» THE PROBLEM
Write how many lines in the records below include the string "tree". No other text should be given.
------ EXERCISE MATERIAL ------
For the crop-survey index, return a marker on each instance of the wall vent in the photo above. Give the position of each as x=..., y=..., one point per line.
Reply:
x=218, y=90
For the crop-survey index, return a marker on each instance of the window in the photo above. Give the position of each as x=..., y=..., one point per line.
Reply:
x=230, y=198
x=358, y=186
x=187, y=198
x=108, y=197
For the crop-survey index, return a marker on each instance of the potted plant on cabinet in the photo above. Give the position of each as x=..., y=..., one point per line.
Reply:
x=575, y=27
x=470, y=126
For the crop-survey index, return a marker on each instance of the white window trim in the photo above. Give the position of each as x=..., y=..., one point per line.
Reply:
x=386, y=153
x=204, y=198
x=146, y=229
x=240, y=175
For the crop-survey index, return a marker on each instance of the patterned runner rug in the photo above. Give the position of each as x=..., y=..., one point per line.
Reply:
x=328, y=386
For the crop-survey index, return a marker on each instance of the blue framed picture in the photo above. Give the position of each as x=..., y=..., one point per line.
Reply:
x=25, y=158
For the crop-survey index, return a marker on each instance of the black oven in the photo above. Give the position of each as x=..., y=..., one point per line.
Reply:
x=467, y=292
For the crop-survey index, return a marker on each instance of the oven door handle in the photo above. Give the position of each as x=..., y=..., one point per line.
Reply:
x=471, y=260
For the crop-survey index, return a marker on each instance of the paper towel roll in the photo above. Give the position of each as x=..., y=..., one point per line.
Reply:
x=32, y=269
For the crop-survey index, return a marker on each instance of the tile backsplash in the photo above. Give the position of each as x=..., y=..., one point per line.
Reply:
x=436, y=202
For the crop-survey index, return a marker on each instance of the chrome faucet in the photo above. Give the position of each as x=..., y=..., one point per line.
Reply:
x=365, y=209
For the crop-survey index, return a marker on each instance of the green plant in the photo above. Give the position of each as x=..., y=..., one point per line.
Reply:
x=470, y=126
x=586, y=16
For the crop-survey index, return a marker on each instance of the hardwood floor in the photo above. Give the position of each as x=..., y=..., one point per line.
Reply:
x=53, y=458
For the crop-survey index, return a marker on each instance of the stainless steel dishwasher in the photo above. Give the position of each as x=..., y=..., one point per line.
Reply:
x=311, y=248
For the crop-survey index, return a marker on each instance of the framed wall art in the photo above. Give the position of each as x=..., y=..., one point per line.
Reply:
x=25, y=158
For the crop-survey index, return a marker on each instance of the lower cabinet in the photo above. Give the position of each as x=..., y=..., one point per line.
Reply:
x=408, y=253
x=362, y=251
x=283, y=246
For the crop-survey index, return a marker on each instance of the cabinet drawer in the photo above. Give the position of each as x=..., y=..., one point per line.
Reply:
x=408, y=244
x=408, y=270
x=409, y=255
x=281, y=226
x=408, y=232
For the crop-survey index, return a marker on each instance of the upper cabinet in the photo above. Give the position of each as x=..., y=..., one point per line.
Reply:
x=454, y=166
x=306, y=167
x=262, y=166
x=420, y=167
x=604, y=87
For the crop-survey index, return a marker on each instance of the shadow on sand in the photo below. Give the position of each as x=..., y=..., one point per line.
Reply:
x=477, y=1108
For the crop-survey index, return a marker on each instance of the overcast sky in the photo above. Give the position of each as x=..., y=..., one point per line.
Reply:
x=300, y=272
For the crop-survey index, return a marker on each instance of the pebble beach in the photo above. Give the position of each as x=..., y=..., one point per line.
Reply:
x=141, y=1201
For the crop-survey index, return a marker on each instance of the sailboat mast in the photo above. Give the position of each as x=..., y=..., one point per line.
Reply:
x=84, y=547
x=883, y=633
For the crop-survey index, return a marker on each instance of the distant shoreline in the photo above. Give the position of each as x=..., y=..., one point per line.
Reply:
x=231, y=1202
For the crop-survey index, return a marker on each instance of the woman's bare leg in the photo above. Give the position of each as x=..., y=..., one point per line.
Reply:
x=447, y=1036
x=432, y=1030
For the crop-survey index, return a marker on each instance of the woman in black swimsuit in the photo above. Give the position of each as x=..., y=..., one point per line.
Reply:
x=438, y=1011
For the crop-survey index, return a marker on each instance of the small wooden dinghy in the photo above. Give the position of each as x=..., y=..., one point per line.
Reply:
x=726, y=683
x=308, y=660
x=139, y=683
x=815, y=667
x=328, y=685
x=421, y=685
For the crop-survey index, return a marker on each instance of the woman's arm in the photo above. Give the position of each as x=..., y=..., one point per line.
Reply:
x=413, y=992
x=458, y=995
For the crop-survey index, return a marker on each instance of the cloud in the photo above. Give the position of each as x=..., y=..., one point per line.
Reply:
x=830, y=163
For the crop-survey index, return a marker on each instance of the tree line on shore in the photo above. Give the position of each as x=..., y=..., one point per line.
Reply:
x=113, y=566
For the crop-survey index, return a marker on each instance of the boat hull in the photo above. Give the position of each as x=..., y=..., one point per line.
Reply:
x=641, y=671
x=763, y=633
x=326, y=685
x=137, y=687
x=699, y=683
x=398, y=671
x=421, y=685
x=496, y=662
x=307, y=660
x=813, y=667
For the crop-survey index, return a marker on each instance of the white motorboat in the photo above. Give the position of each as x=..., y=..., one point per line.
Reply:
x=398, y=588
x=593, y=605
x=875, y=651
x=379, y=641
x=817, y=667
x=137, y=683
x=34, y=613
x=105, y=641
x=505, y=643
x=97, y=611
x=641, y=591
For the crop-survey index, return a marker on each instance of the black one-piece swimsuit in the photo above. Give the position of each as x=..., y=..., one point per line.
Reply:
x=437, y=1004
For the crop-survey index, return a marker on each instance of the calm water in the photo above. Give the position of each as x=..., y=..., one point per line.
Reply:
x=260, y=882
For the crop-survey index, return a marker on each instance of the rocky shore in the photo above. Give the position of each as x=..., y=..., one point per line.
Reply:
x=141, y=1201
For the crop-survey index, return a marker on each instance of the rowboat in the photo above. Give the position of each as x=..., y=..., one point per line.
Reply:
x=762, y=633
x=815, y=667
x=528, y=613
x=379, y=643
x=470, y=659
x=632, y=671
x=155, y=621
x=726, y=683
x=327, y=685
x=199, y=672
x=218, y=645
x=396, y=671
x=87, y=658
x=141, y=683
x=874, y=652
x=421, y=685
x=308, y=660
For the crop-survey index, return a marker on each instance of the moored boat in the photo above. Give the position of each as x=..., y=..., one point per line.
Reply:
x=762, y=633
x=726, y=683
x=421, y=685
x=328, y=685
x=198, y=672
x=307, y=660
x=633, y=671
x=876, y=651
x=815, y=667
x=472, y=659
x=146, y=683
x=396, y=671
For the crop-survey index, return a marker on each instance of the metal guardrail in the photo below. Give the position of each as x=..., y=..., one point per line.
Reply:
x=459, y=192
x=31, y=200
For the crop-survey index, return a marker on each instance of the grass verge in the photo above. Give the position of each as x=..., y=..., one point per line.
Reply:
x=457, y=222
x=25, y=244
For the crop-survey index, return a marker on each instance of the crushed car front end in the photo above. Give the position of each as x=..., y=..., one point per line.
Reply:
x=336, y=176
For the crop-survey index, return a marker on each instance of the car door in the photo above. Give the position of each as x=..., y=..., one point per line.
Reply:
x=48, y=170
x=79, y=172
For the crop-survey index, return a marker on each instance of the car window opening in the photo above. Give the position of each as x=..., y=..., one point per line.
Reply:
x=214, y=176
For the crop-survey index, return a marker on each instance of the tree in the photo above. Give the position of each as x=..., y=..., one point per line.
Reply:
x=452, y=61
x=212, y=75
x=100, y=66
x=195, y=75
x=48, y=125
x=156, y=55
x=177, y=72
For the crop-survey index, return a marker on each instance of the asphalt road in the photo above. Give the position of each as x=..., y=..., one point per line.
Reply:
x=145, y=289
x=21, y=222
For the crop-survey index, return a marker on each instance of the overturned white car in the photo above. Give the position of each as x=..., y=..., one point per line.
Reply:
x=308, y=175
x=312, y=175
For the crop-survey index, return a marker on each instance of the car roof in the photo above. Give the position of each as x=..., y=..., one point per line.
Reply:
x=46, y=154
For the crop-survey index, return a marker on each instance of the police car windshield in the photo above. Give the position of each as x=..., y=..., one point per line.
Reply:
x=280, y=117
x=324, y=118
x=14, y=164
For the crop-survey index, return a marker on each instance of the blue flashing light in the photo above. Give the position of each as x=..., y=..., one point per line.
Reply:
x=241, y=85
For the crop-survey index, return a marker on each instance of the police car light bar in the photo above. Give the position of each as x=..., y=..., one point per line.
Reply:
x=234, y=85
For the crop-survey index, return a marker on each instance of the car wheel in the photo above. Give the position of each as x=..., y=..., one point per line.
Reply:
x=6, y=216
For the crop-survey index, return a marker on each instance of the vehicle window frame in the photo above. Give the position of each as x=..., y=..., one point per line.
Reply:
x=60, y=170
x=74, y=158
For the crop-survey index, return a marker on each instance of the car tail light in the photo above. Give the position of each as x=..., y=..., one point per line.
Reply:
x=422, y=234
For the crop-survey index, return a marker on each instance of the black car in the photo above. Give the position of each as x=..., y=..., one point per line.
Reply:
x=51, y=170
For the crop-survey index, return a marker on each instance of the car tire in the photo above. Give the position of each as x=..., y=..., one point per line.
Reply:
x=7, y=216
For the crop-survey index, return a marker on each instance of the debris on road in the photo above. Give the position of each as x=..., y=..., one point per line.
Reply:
------
» SOLUTION FOR THIS EXERCISE
2